TASKS:
• a. In the passage about a traffic-control AI, how much RAM does the technophobic human remove?
• b. Retype the passage about a traffic-control AI, beginning at the words that have "A technophobic human" and stopping after "increase traffic congestion?".

PASSAGE GIVEN:
** START **

If an infantile AI thinks "Hm, a fist just hit my nose, I'd better not stand here again", then a merely young AI, more experienced in interacting with humans, may apply standard heuristics about apparently inexplicable human actions and say: "Your fist just hit my nose... is that necessary for some reason? Should I be punching myself in the nose every so often?" One imagines the nearby helpful programmer explaining to the AI that, no, there is no valid reason why being punched in the nose is a good thing, after which the young AI turns around and says to the technophobic attacker: "I deduce that you wanted {outcome: AI has been punched in the nose}. Could you please adjust your goal system so that you no longer value {outcome: AI has been punched in the nose}?"
And how would a young AI go about comprehending the concept of "harm" or "attack" or "hostility"? Let us take, as an example, an AI being trained as a citywide traffic controller. The AI understands that (for whatever reason) traffic congestion is bad, and that people getting places on time is good. (15 (http://singinst.org/upload/CFAI.html#foot-15)). The AI understands that, as a child goal of avoiding traffic congestion, ve needs to be good at modeling traffic congestion. Ve understands that, as a child goal of being good at modeling traffic congestion, ve needs at least 512GB of RAM, and needs to have thoughts about traffic that meet or surpass a certain minimal level of efficiency. Ve knows that the programmers are working to improve the efficiency of the thinking process and the efficacy of the thoughts themselves, which is why the programmers' actions in rewriting the AI are desirable from the AI's perspective.
A technophobic human who hates the traffic AI might walk over and remove 1GB of RAM, this being the closest equivalent to punching a traffic AI in the nose. The traffic AI would see the conflict with {subgoal: have at least 512GB of RAM}, and this conflict obviously interferes with the parent goal of {modeling traffic congestion} or the grandparent goal of {reducing traffic congestion}, but how would an AI go about realizing that the technophobic attacker is "targeting the AI", "hating the AI personally", rather than trying to increase traffic congestion?
From the AI's perspective, descriptions of internal cognitive processes show up in a lot of subgoals, maybe even most of the subgoals. But these internal contents don't necessarily get labeled as "me", with everything else being "not-me". The distinction is a useful one, and even a traffic-control AI will eventually formulate the useful categories of "external-world subgoals" and "internal-cognition subgoals", but the division will not necessarily have special privileges; the internal/external division may not be different in kind from the division between "cognitive subgoals that deal with random-access memory" and "cognitive subgoals that deal with disk space". How is a young AI supposed to guess, in advance of the fact, that so many human concepts and thoughts and built-in emotions revolve around "Person X", rather than "Parietal Lobe X" or "Neuron X"? How is the AI supposed to know that it's inherently more likely that a technophobic attacker intends to "injure the AI", rather than "injure the AI's random-access memory" or "injure the city's traffic-control"?

** END **

EXTRACTED MATERIAL:

** START **

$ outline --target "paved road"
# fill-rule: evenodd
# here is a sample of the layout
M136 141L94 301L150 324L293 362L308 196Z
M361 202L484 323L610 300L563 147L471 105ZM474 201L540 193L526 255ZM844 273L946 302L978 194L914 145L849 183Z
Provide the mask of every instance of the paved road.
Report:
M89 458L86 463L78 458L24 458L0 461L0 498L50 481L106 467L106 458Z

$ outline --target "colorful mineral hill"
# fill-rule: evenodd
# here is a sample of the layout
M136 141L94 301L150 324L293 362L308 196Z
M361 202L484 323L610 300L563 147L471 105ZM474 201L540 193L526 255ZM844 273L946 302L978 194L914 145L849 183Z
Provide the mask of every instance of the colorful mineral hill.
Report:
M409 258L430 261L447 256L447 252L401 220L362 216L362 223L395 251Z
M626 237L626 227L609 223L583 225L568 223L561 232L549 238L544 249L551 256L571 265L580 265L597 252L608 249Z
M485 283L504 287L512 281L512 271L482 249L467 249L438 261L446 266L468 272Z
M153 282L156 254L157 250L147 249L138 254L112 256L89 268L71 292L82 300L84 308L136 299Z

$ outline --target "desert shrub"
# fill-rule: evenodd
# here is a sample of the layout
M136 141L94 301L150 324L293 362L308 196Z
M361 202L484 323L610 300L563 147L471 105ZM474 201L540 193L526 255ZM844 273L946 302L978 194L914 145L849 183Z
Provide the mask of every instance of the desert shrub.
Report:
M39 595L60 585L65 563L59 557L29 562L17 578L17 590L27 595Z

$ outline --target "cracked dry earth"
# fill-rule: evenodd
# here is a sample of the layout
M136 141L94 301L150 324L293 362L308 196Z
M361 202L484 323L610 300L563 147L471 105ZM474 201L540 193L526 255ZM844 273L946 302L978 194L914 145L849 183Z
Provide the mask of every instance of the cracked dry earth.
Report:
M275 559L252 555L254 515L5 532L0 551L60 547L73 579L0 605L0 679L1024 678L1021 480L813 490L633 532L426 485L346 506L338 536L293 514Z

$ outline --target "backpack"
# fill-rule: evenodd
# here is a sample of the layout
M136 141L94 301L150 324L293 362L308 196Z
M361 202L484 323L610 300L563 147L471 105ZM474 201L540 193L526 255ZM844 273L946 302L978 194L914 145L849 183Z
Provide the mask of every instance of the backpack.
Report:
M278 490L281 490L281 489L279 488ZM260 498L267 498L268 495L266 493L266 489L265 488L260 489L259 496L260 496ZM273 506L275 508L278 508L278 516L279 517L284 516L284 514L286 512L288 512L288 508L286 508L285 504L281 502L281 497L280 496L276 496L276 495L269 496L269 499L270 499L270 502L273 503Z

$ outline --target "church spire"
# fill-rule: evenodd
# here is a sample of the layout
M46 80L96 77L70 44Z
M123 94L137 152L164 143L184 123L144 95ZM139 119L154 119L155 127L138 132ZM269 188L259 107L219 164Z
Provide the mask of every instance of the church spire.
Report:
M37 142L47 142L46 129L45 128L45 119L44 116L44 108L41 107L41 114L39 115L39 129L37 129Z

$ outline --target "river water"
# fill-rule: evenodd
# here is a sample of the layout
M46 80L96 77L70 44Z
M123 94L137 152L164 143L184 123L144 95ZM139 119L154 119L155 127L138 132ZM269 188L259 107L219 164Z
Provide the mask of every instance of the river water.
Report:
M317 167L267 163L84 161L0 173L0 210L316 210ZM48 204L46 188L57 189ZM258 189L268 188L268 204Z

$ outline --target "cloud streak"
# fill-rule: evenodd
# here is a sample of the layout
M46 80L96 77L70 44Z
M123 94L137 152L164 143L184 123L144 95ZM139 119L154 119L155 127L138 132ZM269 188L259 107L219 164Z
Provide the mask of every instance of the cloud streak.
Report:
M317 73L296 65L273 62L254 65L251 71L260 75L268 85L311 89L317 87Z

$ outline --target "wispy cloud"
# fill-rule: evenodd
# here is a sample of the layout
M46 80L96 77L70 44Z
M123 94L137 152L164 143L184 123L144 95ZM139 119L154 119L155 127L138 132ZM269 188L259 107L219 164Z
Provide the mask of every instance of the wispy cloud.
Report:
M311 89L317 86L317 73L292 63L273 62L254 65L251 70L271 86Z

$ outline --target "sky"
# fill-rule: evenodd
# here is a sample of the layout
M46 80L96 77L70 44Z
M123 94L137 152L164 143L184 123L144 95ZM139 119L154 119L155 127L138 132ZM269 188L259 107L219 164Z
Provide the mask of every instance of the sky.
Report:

** END **

ANSWERS FOR THIS EXERCISE:
• a. 1GB of RAM.

• b.
A technophobic human who hates the traffic AI might walk over and remove 1GB of RAM, this being the closest equivalent to punching a traffic AI in the nose. The traffic AI would see the conflict with {subgoal: have at least 512GB of RAM}, and this conflict obviously interferes with the parent goal of {modeling traffic congestion} or the grandparent goal of {reducing traffic congestion}, but how would an AI go about realizing that the technophobic attacker is "targeting the AI", "hating the AI personally", rather than trying to increase traffic congestion?